> **Check your understanding**:
1 – In the opinion piece on Scott Morrison, what did Morrison say he had been over the last couple of years?
2 – Revise the opinion piece on Scott Morrison, starting at "SEVEN DAYS before" and ending at "did last week.", so that "peculiar" is replaced with "strange".

> **Page excerpt**:
^^^^^^^^^^^^^^^^

Scott Morrison has promised change if re-elected, but it's an empty promise after bulldozing Australia to ruin over the last three years, writes Dr Jennifer Wilson.
SEVEN DAYS before an election seems on the face of it a peculiar time to announce you’re going to change your personality, but that’s what Prime Minister Scott Morrison did last week.
He knew, he said, that he had been a “bulldozer” over the last couple of years, but that was out of necessity given he’d had to get the country through fire, plague and flood. According to Scott, the only way to successfully achieve that goal was to “bulldoze” a traumatised population through its manifold tribulations. No need for compassion and anyway, Scott doesn’t hold the tissues, does he?
Unfortunately for us, Morrison equates bulldozing with strength and resilience when in fact, as Opposition Leader Anthony Albanese pointed out, the machine is more aligned with rampant wrecking and wanton destruction, with tearing down rather than building up.

^^^^^^^^^^^^^^^^

> **Source data**:
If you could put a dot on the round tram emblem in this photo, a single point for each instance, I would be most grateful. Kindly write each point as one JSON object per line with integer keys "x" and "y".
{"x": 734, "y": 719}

^^^^^^^^^^^^^^^^

> **Solutions below**:
1 – A "bulldozer."

2 –
SEVEN DAYS before an election seems on the face of it a strange time to announce you’re going to change your personality, but that’s what Prime Minister Scott Morrison did last week.